Reading text:
⟨

The SyFy Channel can always be counted for a SPOS, and that’s what we have here. Though it played on SyFy as Chupacabra Dark Seas, it was originally, less evocatively, titled Chupacabra Terror.

In the interest of truth in advertising, there is a Chupacabra involved—and not much terror—though the GiaS (Guy in a Suit) factor is handled competently.

Sometimes that’s all the silver lining you get.

But not here. In addition to an adequate creature, you get a decent lead in Captain Randolph (John Rhys Davies) and an even better mad scientist with Dr. Peña (Giancarlo Esposito).

Along with the Captain’s curvy daughter (Chelan Simmons, a petulant blond with no acting talent), and some other guy (Dylan Neal), they spend the majority of the movie below deck of a luxury cruise ship searching for the titular critter.

Note on the mise-en-scene: It is apparent after about five seconds, that they are not, in fact, passengers on an immense ship, but rather four actors meandering around in an industrial location (Anonymous Industrial Walkabout, another long-needed category).

⟩

Tasks for this exercise:
1. Copy the part of the records that opens with the line containing "Objective — one marker per instance of the man's ear" and runs through the end of the records.
2. Pick up the review of Chupacabra Dark Seas after its last sentence and keep writing it.

Data records:
⟨

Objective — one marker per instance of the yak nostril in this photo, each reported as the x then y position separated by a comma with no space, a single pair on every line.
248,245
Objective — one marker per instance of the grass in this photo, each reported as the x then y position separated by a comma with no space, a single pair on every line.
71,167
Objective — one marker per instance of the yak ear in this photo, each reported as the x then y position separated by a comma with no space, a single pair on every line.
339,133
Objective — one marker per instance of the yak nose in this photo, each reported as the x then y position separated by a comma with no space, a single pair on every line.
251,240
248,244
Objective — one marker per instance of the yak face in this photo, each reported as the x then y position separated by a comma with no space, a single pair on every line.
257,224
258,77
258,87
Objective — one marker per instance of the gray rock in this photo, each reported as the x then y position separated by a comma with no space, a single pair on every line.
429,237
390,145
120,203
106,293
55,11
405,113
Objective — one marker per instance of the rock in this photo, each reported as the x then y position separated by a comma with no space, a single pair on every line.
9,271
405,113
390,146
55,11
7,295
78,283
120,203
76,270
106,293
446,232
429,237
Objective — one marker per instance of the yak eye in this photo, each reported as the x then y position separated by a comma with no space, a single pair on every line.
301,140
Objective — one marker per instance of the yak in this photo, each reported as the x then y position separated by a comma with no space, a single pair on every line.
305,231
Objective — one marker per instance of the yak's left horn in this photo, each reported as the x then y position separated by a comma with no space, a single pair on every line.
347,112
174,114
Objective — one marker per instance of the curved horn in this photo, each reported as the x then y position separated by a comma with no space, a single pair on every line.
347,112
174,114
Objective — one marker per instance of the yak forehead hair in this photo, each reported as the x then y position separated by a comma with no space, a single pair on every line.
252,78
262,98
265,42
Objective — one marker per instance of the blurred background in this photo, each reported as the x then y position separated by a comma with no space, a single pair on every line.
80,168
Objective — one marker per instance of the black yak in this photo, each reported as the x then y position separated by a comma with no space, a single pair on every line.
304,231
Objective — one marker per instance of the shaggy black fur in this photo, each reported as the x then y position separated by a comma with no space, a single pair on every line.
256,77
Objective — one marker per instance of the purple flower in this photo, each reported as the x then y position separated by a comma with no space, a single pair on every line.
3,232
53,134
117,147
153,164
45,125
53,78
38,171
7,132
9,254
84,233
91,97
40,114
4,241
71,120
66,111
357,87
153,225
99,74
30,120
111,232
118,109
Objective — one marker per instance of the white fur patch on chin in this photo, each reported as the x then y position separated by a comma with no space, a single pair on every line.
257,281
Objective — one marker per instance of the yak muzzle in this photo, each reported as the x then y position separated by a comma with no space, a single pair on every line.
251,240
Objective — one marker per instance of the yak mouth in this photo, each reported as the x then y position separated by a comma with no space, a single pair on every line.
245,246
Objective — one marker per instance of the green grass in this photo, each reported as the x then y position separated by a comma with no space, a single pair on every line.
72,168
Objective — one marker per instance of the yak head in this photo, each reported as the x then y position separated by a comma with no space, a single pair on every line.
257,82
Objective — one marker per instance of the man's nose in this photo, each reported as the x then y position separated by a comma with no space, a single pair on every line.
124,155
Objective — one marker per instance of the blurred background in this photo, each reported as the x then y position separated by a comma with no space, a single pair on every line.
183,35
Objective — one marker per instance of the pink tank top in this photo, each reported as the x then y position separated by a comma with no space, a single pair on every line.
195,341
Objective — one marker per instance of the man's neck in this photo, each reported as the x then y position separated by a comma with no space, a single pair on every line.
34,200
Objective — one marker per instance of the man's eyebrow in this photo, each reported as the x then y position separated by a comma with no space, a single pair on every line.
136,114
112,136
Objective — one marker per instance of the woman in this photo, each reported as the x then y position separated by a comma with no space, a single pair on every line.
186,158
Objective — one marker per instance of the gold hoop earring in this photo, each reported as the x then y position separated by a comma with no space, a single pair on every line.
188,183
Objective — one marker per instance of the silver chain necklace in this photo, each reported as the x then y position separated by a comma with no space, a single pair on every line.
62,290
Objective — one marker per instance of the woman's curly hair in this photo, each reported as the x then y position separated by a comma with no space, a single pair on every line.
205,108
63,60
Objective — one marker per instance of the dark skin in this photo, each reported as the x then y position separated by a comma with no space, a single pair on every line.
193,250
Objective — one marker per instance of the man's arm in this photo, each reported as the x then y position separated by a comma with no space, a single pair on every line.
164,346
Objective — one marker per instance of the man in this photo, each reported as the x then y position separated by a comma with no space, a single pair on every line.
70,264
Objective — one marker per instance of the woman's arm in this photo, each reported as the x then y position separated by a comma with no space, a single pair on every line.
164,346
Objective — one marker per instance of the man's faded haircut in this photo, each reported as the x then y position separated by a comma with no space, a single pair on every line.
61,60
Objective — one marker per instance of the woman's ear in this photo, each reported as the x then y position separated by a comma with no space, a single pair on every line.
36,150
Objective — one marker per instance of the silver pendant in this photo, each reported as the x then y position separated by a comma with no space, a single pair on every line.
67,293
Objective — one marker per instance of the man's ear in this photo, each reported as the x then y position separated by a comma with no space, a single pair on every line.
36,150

⟩

Written responses:
1.
Objective — one marker per instance of the man's ear in this photo, each reported as the x then y position separated by a comma with no space, a single pair on every line.
36,150

2.
In order to reinforce the nautical illusion, director and co-writer John Shepphird wisely thought to tack life preservers on a majority of the walls, even deep in the bowels of the ship, which, if you think about it, doesn’t make a lick of sense.

As for the Chupacabra itself, actor (Stuntman? Intern?) Mark Viniello, resembles a squat, vaguely canine, wingless gargoyle, who tears out a few dozen throats and demonstrates the annoying ability to be everywhere at once when in attack mode, followed by long periods of dormancy in which the principals wander around the set saying not much of anything.

Esposito, who plays the amoral scientist, repeats the line “I captured him before, I can do it again,” at least five times.

There is some entertainment value to be savored in Chupacabra Terror, but it’s a mighty thin broth.